**PROMPT**
Repeat verbatim the stretch of the listing from the line containing "Target: wooden stool" through the end of the listing.

**TASK INPUTS**
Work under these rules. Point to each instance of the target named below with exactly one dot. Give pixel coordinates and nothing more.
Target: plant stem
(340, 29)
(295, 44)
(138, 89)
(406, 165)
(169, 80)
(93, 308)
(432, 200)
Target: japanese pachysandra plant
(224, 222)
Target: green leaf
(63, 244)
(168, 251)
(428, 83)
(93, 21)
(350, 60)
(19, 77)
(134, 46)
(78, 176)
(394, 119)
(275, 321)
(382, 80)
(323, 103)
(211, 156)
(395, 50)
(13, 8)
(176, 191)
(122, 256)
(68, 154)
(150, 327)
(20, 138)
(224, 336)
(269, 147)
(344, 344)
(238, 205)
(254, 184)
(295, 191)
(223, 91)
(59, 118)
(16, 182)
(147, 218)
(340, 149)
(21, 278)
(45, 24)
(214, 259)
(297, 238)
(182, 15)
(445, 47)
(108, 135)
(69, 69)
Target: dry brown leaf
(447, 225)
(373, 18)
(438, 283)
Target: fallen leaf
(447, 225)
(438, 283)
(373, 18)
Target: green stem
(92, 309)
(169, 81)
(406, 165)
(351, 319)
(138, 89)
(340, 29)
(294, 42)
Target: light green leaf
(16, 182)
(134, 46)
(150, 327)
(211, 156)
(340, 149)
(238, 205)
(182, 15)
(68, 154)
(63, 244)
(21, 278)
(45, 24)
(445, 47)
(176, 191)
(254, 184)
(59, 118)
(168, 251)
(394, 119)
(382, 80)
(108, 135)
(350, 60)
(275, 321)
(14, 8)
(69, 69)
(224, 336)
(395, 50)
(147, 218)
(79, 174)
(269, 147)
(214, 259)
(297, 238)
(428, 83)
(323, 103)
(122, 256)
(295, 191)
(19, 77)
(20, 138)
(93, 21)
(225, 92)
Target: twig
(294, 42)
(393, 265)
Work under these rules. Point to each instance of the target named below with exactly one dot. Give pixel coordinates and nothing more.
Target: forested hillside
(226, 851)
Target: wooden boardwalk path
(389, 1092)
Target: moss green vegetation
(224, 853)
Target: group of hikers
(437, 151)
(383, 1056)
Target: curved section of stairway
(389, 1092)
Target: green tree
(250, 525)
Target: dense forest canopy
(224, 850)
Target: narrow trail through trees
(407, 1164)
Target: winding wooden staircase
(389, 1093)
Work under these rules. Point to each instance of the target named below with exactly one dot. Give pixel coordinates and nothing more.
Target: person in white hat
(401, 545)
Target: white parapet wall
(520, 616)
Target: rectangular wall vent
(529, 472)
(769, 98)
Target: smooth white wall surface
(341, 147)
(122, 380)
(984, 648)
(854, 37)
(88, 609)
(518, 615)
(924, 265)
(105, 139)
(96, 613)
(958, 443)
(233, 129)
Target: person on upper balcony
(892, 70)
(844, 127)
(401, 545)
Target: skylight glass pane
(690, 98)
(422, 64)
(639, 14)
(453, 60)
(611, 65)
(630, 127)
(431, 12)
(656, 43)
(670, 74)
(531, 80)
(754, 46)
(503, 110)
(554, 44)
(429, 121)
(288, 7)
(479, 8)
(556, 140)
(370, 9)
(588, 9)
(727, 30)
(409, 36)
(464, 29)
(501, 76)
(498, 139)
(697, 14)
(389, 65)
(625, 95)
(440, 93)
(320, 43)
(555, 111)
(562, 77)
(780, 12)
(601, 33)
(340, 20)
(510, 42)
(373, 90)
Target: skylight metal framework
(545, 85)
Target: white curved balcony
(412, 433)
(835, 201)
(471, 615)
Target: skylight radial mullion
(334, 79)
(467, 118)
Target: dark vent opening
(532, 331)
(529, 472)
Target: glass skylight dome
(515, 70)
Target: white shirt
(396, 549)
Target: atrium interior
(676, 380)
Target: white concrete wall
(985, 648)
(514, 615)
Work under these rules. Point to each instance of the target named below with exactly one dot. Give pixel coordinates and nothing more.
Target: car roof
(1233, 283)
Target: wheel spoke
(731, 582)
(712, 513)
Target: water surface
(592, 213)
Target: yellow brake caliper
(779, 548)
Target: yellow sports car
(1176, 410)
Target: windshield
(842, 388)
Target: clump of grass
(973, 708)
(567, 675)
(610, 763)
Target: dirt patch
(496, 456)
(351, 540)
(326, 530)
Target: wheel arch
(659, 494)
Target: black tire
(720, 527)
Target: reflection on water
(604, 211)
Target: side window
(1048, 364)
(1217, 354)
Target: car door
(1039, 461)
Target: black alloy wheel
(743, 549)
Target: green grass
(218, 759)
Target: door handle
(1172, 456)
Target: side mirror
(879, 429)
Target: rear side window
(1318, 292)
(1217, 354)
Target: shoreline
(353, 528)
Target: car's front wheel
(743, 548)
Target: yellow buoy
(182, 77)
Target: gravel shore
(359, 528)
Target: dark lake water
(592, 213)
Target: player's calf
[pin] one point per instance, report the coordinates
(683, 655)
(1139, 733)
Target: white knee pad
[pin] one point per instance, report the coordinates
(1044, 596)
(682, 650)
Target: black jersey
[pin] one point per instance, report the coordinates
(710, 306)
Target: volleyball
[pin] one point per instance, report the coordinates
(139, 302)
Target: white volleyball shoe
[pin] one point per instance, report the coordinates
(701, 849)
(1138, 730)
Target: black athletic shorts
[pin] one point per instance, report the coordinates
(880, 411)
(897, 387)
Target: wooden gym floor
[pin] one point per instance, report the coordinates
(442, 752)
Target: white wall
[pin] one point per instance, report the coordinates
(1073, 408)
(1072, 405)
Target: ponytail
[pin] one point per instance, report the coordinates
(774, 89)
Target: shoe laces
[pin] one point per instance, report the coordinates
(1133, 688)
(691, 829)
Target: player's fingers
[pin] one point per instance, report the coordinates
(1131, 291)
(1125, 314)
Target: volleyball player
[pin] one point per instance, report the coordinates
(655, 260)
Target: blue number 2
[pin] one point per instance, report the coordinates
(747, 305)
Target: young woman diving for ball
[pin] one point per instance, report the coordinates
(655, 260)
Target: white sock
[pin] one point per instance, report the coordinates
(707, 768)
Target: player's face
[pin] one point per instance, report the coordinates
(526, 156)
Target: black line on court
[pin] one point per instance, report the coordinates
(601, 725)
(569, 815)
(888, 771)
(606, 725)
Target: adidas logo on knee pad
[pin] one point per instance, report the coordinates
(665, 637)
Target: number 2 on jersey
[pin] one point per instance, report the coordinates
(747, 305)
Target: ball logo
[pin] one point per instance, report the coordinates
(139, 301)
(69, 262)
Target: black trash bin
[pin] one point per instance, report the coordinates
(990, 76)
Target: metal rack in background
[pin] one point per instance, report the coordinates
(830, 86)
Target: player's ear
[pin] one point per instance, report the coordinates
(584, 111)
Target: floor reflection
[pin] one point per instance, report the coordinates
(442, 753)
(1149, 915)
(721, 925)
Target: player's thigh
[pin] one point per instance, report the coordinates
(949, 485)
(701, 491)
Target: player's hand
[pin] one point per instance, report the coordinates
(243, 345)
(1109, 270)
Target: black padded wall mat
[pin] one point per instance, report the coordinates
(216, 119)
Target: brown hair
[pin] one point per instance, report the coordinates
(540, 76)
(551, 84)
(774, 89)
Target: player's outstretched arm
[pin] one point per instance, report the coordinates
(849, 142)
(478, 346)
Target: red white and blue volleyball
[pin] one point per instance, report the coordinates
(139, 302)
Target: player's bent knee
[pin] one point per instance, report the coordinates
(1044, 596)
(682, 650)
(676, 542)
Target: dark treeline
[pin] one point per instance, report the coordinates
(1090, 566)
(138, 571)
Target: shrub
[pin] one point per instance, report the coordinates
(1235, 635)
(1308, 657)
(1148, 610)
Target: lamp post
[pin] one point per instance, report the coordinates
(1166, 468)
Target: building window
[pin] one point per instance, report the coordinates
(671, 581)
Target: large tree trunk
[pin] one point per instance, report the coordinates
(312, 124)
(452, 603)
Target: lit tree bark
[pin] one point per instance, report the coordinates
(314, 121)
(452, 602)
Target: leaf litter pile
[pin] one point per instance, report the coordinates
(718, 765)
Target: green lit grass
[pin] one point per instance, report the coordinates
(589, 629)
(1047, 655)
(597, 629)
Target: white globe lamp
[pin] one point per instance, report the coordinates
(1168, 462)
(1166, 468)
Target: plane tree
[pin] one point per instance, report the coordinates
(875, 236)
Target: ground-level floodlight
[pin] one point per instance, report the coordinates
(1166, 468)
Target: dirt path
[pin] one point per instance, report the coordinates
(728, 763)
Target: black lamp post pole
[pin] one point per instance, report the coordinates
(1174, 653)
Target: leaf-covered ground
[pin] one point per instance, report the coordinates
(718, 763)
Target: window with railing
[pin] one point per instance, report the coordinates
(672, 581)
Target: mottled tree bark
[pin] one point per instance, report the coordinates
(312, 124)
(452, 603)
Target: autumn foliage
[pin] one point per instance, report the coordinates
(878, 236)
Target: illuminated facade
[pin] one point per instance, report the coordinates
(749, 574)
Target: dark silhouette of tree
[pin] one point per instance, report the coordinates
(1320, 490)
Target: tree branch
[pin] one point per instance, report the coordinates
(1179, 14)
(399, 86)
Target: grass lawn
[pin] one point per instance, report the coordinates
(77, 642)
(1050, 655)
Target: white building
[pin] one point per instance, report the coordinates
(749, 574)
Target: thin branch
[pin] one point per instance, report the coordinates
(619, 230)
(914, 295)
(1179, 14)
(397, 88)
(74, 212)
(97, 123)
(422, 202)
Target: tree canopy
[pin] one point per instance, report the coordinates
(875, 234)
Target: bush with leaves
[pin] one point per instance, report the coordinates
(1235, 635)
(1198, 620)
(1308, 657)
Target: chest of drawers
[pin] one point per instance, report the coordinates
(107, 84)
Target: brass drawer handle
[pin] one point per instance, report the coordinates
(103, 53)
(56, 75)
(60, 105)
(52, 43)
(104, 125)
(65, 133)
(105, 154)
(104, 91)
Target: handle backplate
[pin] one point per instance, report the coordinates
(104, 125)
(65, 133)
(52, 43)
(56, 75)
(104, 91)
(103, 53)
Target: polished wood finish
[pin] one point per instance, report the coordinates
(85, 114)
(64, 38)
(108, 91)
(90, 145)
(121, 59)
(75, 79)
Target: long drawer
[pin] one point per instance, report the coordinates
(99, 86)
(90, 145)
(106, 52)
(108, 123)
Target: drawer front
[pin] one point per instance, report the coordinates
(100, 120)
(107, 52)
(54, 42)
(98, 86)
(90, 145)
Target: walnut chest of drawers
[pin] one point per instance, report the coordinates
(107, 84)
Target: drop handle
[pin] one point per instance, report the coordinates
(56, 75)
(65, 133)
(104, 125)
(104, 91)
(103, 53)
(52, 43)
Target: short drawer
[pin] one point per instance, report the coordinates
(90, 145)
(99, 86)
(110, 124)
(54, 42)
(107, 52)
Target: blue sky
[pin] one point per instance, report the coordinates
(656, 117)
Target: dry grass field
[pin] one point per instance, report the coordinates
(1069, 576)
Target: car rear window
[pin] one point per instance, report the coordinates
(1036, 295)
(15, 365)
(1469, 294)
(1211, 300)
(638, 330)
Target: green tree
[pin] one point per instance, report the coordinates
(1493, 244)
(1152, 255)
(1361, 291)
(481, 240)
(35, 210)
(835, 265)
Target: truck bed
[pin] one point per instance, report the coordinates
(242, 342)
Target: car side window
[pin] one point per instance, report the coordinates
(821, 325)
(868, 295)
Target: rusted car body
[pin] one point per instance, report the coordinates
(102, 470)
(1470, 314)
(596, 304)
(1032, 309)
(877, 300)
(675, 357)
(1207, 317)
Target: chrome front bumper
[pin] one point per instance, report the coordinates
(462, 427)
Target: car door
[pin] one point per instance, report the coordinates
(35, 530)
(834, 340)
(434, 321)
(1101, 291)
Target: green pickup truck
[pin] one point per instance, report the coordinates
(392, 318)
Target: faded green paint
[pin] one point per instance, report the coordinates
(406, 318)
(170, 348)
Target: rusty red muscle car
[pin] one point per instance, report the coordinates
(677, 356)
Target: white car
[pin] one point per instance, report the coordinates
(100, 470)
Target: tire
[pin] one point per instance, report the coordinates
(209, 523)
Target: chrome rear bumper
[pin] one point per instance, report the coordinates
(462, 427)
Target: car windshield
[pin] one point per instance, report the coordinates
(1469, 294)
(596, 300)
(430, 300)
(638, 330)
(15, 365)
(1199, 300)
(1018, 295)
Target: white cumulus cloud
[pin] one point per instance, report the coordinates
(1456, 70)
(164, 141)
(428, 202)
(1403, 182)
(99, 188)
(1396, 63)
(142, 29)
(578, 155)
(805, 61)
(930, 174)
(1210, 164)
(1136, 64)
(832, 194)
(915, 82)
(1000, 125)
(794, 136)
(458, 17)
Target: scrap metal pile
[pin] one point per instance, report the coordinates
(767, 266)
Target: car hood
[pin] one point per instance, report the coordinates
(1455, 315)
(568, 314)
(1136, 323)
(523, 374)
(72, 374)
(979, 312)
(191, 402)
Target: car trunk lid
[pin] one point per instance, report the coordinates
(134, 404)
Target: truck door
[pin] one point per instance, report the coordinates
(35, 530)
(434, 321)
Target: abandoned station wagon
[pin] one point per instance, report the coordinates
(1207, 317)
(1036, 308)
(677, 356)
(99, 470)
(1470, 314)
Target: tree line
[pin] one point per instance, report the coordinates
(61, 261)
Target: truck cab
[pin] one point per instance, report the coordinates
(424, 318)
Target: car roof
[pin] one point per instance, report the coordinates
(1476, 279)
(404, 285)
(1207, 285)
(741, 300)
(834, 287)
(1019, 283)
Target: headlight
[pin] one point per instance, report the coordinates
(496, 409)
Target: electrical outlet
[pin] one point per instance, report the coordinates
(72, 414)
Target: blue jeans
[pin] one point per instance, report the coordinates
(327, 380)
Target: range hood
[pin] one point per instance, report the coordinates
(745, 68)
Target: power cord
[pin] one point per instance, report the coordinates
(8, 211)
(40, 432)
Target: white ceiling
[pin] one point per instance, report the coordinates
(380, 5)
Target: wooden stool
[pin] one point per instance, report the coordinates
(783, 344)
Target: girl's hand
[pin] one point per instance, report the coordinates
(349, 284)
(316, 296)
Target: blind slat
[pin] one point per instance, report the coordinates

**WRITTEN ANSWER**
Target: wooden stool
[pin] one point per instance, report the coordinates
(783, 344)
Target: girl's hand
[pin] one point per instance, report the coordinates
(349, 284)
(316, 296)
Target: blind slat
[pin] one point per instance, report the coordinates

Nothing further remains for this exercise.